• [The problem]:
Your task is to copy the material exactly.

• [Data section]:

## Start

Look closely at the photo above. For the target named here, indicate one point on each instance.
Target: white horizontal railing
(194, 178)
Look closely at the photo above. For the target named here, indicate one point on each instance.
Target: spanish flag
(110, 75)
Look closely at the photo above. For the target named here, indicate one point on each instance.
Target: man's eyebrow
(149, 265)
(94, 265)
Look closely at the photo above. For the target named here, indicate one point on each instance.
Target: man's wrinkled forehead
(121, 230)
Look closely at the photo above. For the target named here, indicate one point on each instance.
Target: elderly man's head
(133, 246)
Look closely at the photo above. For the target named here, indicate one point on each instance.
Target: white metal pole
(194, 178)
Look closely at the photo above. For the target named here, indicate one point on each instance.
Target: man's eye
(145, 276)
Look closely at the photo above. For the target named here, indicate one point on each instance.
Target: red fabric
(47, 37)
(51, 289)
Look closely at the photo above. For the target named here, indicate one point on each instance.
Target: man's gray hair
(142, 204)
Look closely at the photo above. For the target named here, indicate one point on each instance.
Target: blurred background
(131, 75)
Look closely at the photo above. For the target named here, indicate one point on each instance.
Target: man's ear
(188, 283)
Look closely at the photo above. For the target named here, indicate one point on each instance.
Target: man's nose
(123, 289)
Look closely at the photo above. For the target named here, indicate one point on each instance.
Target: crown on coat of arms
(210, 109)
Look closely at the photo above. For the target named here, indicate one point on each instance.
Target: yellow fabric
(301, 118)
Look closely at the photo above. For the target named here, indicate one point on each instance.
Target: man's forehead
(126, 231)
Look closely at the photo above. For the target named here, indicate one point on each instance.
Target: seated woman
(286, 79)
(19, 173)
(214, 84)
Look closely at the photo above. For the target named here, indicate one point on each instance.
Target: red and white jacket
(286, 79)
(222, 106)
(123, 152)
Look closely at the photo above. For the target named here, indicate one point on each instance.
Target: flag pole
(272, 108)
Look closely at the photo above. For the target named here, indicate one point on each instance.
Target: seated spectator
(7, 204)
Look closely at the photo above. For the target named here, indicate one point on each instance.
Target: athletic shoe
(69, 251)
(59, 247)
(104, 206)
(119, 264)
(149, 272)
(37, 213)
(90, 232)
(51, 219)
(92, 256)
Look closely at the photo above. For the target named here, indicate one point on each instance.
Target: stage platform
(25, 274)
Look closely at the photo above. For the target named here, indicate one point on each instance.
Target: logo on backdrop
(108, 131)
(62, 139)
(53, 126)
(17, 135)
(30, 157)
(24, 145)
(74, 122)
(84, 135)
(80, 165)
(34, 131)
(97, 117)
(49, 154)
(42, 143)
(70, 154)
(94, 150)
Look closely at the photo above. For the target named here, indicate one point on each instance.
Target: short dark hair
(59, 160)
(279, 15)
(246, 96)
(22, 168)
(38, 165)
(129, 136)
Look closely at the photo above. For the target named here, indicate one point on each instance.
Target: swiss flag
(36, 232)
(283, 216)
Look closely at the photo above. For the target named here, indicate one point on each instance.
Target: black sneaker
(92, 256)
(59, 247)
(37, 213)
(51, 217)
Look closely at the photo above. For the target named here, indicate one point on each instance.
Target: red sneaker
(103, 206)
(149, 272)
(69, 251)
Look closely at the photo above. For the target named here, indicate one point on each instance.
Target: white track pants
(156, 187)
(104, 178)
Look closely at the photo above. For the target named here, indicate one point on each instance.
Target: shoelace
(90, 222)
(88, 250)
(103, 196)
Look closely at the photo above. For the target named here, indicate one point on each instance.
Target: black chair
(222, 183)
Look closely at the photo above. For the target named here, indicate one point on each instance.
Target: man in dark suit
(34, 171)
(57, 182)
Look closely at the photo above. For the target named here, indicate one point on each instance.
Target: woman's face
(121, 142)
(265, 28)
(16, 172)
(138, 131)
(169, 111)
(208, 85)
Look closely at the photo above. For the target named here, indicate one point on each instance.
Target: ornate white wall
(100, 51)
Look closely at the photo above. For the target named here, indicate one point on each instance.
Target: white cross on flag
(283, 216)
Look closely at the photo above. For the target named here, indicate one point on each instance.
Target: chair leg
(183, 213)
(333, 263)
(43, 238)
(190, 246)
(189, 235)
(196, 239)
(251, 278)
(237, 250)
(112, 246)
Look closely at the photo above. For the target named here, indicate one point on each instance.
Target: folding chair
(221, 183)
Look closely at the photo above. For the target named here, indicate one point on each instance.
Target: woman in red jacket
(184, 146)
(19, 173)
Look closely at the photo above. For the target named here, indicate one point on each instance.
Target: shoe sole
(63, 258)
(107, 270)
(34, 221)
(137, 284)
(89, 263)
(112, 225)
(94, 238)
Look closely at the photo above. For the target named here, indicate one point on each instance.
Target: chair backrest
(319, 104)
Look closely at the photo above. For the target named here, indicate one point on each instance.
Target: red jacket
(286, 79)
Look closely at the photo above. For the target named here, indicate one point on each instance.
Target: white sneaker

## End

• [Exercise solution]:
Look closely at the photo above. For the target named here, indicate one point on each instance.
Target: white horizontal railing
(194, 178)
Look closely at the photo above. For the target named here, indicate one point on each instance.
Target: spanish flag
(110, 75)
Look closely at the photo above. For the target named here, indicate one point on each instance.
Target: man's eyebrow
(149, 265)
(94, 265)
Look closely at the photo above. For the target named here, indicate one point on each instance.
Target: man's wrinkled forehead
(121, 230)
Look closely at the photo above. For the target named here, indicate one point on each instance.
Target: elderly man's head
(133, 246)
Look closely at the photo above. For the target named here, indicate one point on each instance.
Target: white metal pole
(194, 178)
Look closely at the photo above. For the target named here, indicate one point on each instance.
Target: man's eye
(145, 276)
Look closely at the photo above. For the target named here, indicate one point on each instance.
Target: red fabric
(47, 37)
(51, 289)
Look closely at the photo above. For the target named here, indicate one point on each instance.
Target: man's gray hair
(142, 204)
Look closely at the photo above. For the target named here, indicate one point on each instance.
Target: blurred background
(131, 75)
Look closely at the photo above. For the target named here, indicate one point on each instance.
Target: man's ear
(188, 283)
Look closely at the photo above. For the target named here, indicate one point on each instance.
Target: man's nose
(123, 289)
Look closely at the photo above. For the target named here, indicate one point on each instance.
Target: crown on coat of arms
(210, 109)
Look closely at the photo above. For the target named here, indicate one point on each instance.
Target: yellow fabric
(301, 118)
Look closely at the photo above. For the target named here, indicate one point on each instance.
Target: man's forehead
(126, 231)
Look closely at the photo above. For the target named here, indicate one point on each instance.
Target: seated woman
(286, 79)
(19, 173)
(214, 84)
Look closely at the photo above. For the target named here, indicate one point on each instance.
Target: red and white jacket
(286, 79)
(222, 106)
(123, 152)
Look closely at the photo above. For the target named here, indicate one point on each instance.
Target: flag pole
(272, 108)
Look closely at the photo above. For the target named here, indicate one point on each instance.
Target: seated spectator
(7, 204)
Look closely at the photo above. For the target named here, indicate one point on each instance.
Target: athletic shoe
(69, 251)
(59, 247)
(104, 206)
(119, 264)
(149, 272)
(37, 213)
(90, 232)
(51, 219)
(92, 256)
Look closely at the photo above. For the target named here, indicate one point on each instance.
Target: stage platform
(25, 274)
Look closely at the photo above. For the target named here, indicate one point on each instance.
Target: logo on backdrop
(108, 131)
(62, 139)
(53, 126)
(17, 135)
(30, 157)
(24, 145)
(74, 122)
(84, 135)
(80, 165)
(34, 131)
(97, 117)
(49, 154)
(42, 143)
(70, 154)
(94, 150)
Look closely at the photo above. For the target named here, indicate one point on each instance.
Target: short dark hair
(59, 160)
(279, 15)
(246, 96)
(22, 168)
(38, 165)
(129, 136)
Look closely at the photo above. For the target named here, indicate one point on each instance.
Target: swiss flag
(36, 232)
(283, 216)
Look closely at the photo above. For the target named here, indicate one point on each instance.
Target: black sneaker
(92, 256)
(59, 247)
(37, 213)
(51, 217)
Look closely at the photo above. For the target named here, indicate one point on each instance.
Target: red sneaker
(103, 206)
(149, 272)
(69, 251)
Look closely at the photo above. For the target named here, indicate one point on each instance.
Target: white track pants
(156, 187)
(104, 178)
Look closely at the photo above. For the target named here, indicate one point on each instance.
Target: shoelace
(90, 222)
(88, 250)
(103, 196)
Look closely at the photo above. For the target named here, indicate one point on each instance.
Target: black chair
(222, 183)
Look closely at the photo above. For the target named here, indicate one point on each instance.
Target: man in dark suit
(34, 171)
(57, 182)
Look closely at the photo above. For the target named here, indicate one point on each instance.
Target: woman's face
(121, 142)
(265, 28)
(16, 172)
(138, 131)
(169, 111)
(208, 85)
Look closely at the photo above. For the target named here, indicate one point on each instance.
Target: ornate white wall
(100, 51)
Look closely at the photo above. For the target named here, indicate one point on each instance.
Target: white cross on flag
(283, 216)
Look closely at the photo above. For the target named here, indicate one point on each instance.
Target: chair leg
(183, 213)
(333, 263)
(43, 238)
(190, 246)
(189, 235)
(196, 239)
(251, 278)
(237, 250)
(112, 246)
Look closely at the photo above. For the target named here, indicate one point on each instance.
Target: folding chair
(221, 183)
Look closely at the photo above. For the target named here, indicate one point on each instance.
Target: woman in red jacket
(184, 146)
(19, 173)
Look closely at the photo above. For the target named here, indicate one point on each instance.
Target: shoe sole
(63, 258)
(107, 270)
(34, 221)
(137, 284)
(89, 263)
(112, 225)
(94, 238)
Look closely at the photo above. For the target named here, indicate one point on each instance.
Target: chair backrest
(319, 104)
Look closely at the photo above. For the target named here, indicate one point on each instance.
Target: red jacket
(286, 79)
Look closely at the photo above. For the target named here, indicate one point on each instance.
Target: white sneaker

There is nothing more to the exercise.